#### [Problem]
Would you please copy each line of the data in which the string "green" occurs?

** Supplied records follows **

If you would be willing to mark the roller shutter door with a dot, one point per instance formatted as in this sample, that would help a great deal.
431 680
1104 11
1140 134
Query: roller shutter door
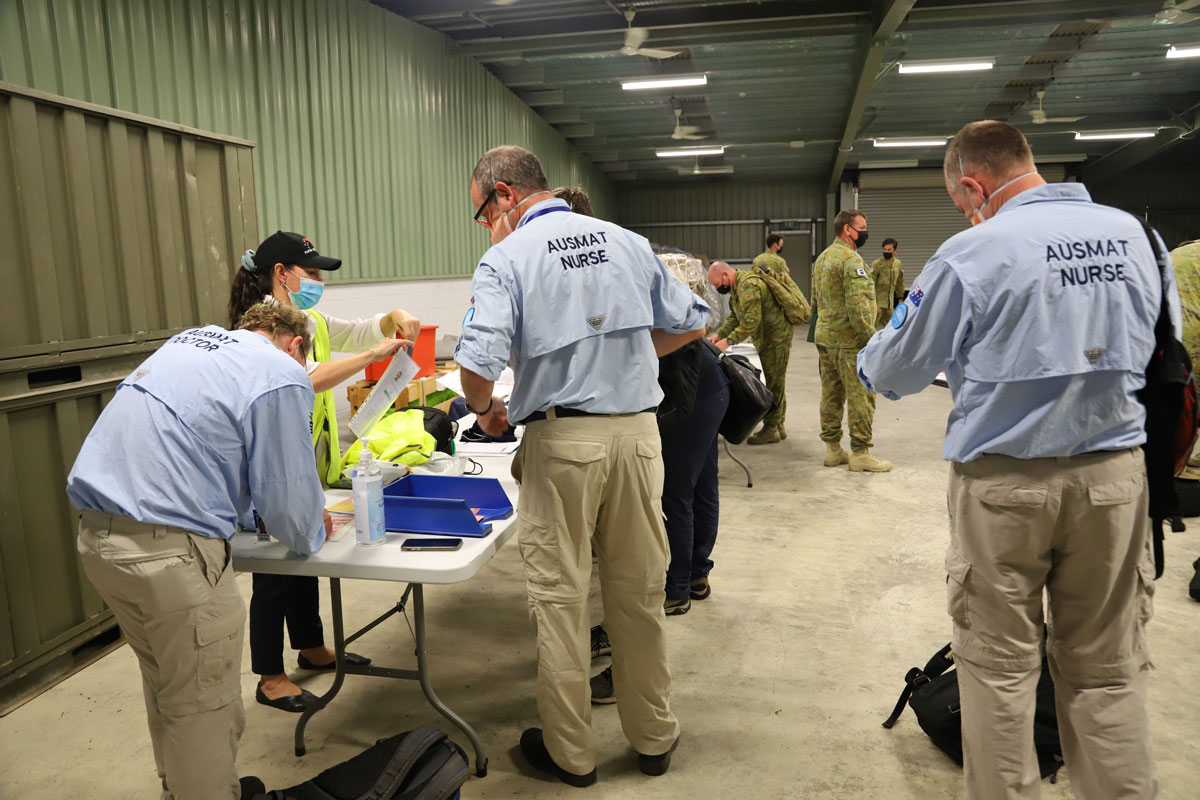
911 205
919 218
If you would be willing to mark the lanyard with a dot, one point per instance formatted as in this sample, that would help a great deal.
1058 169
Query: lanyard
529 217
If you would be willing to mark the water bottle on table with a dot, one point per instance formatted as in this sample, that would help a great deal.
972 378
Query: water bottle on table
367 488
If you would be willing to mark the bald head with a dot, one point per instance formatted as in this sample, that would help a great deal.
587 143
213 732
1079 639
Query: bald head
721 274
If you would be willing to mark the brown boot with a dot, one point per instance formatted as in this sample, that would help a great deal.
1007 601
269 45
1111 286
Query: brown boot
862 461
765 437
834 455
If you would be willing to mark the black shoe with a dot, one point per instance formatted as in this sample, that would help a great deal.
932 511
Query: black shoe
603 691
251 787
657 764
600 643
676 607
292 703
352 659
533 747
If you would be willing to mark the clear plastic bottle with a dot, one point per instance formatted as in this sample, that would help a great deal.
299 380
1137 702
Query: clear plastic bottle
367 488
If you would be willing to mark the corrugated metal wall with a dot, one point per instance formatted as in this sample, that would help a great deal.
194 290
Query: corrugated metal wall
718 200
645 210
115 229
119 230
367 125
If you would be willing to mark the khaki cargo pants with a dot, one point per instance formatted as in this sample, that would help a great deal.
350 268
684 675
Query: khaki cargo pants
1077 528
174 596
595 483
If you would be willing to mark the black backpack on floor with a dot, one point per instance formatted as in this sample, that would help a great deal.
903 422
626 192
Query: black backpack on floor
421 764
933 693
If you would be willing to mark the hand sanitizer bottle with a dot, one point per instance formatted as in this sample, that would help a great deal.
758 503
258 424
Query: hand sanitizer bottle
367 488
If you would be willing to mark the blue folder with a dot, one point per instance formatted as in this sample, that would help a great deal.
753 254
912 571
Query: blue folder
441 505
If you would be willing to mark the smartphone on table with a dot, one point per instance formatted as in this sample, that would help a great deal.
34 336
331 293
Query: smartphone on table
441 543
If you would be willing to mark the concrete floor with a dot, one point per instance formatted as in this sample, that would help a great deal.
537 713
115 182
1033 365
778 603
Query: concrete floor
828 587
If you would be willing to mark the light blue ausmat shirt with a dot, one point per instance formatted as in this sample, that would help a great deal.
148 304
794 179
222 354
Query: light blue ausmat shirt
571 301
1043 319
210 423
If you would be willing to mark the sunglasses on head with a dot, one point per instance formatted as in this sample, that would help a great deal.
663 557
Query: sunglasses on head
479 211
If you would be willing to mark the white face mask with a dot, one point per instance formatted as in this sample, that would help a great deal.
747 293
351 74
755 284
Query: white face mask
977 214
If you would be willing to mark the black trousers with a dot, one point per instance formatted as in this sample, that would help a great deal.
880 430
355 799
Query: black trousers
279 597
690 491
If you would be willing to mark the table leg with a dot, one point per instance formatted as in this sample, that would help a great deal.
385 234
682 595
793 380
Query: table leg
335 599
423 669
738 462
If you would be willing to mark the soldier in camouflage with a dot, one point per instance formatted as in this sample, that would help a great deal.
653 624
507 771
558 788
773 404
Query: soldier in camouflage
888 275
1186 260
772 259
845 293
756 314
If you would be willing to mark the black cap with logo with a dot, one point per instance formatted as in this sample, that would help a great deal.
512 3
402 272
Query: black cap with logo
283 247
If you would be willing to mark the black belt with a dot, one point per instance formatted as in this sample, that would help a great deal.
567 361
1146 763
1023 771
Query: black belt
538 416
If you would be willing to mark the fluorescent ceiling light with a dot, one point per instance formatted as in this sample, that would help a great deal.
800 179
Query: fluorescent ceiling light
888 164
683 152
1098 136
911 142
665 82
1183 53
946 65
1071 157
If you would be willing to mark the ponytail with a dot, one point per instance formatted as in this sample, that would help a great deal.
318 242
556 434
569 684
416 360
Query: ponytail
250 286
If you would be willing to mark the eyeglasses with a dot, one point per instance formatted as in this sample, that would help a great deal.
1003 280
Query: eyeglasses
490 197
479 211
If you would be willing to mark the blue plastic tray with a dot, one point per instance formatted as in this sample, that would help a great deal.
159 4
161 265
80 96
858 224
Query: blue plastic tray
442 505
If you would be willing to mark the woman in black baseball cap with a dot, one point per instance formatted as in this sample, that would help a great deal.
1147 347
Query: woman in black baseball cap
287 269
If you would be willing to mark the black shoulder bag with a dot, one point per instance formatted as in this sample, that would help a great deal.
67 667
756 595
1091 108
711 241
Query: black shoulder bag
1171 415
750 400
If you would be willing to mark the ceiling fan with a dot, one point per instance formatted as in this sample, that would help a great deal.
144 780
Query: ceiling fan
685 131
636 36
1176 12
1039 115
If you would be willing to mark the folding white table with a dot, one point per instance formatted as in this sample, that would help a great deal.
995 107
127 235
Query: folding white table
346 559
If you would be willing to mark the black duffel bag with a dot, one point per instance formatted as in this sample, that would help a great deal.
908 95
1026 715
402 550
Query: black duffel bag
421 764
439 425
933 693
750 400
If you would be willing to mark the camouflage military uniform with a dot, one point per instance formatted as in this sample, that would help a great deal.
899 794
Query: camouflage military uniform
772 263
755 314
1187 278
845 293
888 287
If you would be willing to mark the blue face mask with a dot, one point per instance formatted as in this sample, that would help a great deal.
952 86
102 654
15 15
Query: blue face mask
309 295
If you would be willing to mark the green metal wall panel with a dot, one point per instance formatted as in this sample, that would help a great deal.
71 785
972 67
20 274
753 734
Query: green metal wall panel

** End of Supplied records **

#### [Solved exercise]
If you would be willing to mark the green metal wall panel with a dot, one point per instance formatted as in this sample, that would help a great deal.
Query: green metal wall panel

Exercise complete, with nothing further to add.